**Task directions:**
Scale the listing from the line that has "Is there at least one butterfly wing" through the line that has "xmin=0 ymin=0 xmax=640 ymax=457", reproducing every line in that range, requests included, but with each bounding-box coordinate in the answers multiplied by 0.25 and rounded to a whole number, halves rounding up. Return only those lines.

* begin *

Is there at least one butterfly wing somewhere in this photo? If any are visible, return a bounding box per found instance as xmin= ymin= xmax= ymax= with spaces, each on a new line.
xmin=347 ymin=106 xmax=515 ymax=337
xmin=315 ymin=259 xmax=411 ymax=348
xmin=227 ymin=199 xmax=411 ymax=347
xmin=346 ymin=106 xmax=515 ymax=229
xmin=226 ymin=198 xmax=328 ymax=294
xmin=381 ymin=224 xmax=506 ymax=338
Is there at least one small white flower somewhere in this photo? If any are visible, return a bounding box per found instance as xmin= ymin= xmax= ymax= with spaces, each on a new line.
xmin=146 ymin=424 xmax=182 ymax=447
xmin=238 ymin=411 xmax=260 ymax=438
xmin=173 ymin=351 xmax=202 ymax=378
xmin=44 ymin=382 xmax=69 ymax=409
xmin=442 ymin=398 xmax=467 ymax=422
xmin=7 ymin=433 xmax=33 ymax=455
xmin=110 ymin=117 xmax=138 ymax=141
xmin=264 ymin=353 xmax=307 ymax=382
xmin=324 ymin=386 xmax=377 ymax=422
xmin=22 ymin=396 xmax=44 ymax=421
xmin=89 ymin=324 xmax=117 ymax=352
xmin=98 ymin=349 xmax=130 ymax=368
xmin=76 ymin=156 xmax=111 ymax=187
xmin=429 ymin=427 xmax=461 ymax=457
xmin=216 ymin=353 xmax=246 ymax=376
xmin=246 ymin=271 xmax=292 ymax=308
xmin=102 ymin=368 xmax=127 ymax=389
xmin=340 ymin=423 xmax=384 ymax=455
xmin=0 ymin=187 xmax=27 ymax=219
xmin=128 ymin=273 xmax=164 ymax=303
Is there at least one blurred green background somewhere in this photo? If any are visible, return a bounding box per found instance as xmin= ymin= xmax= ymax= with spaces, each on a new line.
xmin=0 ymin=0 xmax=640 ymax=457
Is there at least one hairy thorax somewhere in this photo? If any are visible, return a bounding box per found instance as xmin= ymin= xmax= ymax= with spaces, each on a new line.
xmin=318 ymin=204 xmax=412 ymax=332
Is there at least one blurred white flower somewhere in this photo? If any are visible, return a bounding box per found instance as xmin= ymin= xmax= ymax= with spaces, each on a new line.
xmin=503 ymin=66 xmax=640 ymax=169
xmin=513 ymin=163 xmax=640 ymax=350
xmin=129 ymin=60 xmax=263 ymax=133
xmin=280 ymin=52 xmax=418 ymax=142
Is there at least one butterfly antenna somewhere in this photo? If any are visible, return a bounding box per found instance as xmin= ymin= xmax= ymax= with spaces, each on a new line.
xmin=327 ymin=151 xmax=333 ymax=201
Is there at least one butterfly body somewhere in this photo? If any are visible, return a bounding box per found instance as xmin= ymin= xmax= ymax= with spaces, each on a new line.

* end *
* begin *

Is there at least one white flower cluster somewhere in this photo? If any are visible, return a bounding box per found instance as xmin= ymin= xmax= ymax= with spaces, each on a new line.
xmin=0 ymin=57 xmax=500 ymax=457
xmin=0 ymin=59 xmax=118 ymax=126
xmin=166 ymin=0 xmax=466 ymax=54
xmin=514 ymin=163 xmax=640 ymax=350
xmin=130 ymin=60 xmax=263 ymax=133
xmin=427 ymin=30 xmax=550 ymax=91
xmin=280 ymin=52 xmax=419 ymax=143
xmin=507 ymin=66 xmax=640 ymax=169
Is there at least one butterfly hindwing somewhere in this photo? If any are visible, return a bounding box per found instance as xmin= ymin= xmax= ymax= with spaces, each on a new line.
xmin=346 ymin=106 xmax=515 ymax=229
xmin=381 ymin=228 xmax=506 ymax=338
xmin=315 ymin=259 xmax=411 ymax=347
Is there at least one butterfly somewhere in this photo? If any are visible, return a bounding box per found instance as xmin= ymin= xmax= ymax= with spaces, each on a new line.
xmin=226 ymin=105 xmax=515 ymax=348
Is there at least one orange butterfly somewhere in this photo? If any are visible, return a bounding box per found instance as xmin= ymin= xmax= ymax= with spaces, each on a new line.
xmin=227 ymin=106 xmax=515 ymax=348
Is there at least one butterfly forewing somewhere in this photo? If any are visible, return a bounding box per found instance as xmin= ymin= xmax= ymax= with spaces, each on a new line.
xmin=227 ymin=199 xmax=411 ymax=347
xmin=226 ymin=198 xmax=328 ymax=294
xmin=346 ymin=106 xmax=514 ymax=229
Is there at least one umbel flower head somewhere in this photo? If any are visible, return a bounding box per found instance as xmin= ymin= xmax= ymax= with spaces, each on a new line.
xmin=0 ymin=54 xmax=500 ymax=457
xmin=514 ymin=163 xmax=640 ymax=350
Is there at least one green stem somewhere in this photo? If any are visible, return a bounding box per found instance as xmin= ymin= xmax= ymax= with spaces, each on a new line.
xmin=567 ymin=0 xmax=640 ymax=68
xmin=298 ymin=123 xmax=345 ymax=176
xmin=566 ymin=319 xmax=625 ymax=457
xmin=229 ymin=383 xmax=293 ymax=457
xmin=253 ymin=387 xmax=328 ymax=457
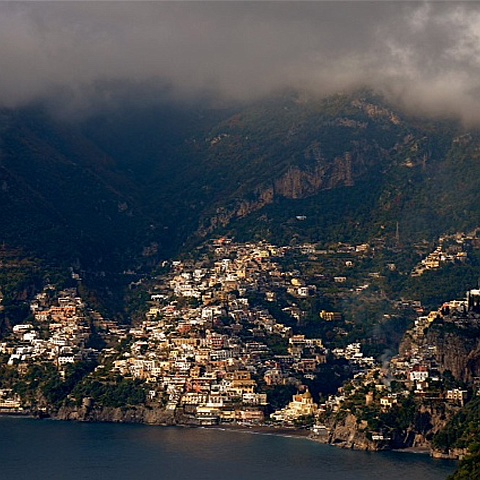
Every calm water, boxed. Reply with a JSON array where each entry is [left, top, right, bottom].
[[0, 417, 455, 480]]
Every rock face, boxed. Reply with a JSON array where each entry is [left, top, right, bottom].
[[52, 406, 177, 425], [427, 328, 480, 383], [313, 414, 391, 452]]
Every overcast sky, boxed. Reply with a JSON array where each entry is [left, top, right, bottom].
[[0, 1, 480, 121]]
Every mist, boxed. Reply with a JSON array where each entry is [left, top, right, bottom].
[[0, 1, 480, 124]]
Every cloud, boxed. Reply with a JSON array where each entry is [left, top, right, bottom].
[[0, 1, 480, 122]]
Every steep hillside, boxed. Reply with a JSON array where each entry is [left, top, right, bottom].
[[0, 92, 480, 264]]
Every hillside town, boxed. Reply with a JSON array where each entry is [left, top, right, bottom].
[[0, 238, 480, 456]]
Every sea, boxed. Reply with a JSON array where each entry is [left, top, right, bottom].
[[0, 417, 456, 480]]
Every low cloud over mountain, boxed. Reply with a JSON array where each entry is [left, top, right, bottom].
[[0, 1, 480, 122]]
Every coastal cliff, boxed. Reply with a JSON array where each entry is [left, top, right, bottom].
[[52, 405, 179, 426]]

* end *

**Expected answer:**
Is there at least one butterfly wing somewhere in this photo? If any are visible, return a bounding box per found instance as xmin= ymin= xmax= ymax= with spaces, each on a new line.
xmin=87 ymin=27 xmax=129 ymax=84
xmin=79 ymin=65 xmax=103 ymax=87
xmin=57 ymin=50 xmax=103 ymax=87
xmin=87 ymin=27 xmax=129 ymax=57
xmin=57 ymin=50 xmax=82 ymax=74
xmin=95 ymin=56 xmax=127 ymax=85
Is there at least one small white flower somewhere in this photo? If any are visible, return a bounding box per found instance as xmin= ymin= xmax= ymax= with spaces, each on a new line.
xmin=37 ymin=106 xmax=46 ymax=112
xmin=60 ymin=103 xmax=65 ymax=110
xmin=43 ymin=88 xmax=51 ymax=95
xmin=11 ymin=96 xmax=17 ymax=102
xmin=111 ymin=100 xmax=117 ymax=106
xmin=2 ymin=108 xmax=8 ymax=114
xmin=28 ymin=29 xmax=35 ymax=35
xmin=66 ymin=88 xmax=77 ymax=96
xmin=81 ymin=97 xmax=94 ymax=106
xmin=6 ymin=99 xmax=11 ymax=105
xmin=22 ymin=81 xmax=29 ymax=88
xmin=25 ymin=87 xmax=33 ymax=92
xmin=19 ymin=39 xmax=28 ymax=47
xmin=107 ymin=107 xmax=115 ymax=114
xmin=54 ymin=88 xmax=62 ymax=94
xmin=62 ymin=68 xmax=73 ymax=77
xmin=26 ymin=92 xmax=32 ymax=97
xmin=85 ymin=106 xmax=96 ymax=114
xmin=0 ymin=47 xmax=7 ymax=55
xmin=32 ymin=68 xmax=41 ymax=76
Is there at least one blurred green background somewhere in this photo? If any are visible, return a bounding box per found instance as xmin= ymin= xmax= ymax= with spaces, each on a new line.
xmin=0 ymin=0 xmax=160 ymax=114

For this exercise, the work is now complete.